Rewrite every entry below as a numbered list with one line per item, skipping any blank lines. Leave the pictures out of your list.

**DATA TO USE:**
● ● ● ● ● ● ●

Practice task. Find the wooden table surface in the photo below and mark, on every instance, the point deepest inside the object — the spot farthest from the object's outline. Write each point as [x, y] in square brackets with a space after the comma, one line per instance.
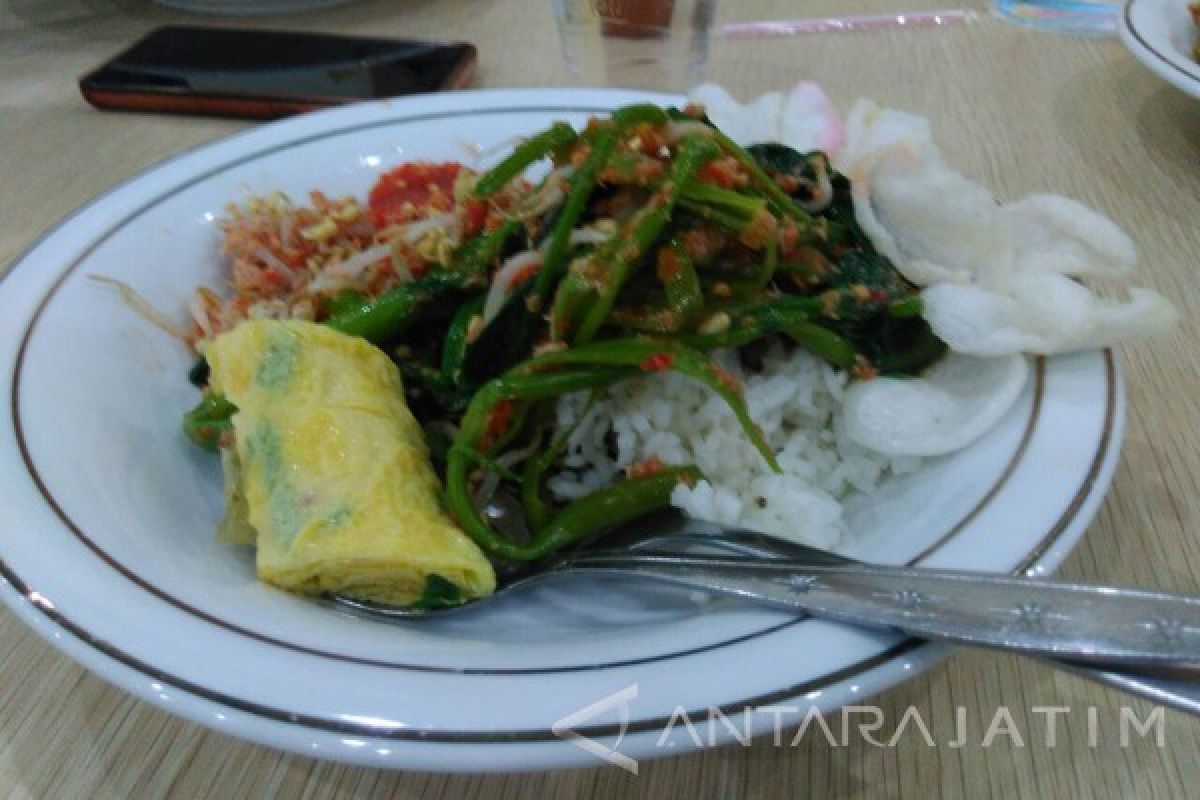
[1021, 110]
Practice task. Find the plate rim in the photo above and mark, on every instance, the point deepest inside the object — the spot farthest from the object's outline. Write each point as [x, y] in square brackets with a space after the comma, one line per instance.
[1145, 50]
[1066, 531]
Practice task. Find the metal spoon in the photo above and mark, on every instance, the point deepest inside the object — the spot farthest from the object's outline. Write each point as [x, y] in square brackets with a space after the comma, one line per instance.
[1141, 642]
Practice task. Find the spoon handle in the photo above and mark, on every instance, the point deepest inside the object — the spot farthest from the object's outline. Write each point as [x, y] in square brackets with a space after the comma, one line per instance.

● ● ● ● ● ● ●

**FINAL RESULT:**
1. Practice task. Find the wooden table surface in the photo below and mark, on every instance, the point deepest inside the object — the spot farthest from the object's outline. Write each point as [x, y] in square brackets with a space after the comma, one line per instance.
2. [1021, 110]
3. Practice task. Find the plate rim in the photo above and mark, on every instance, the point deepest inside the object — the spot farthest from the object's outline. Write each point as [x, y] in square brackets with a space after the comma, one line per instance.
4. [1145, 50]
5. [1066, 531]
6. Practice task. Find the metal spoon in the photo above and mark, on every instance, the point deepest inside the object — the spot farthest from the object's outline. Write each point as [x, y] in square brackets with a space after the comma, one line per instance.
7. [1141, 642]
8. Practice task. Find the spoon handle in the photo above and mark, on every instance, the point deepest inside the object — the spot farthest from the object's outline. Write each point as [x, y] in square brackets with a space after the comma, one line per instance.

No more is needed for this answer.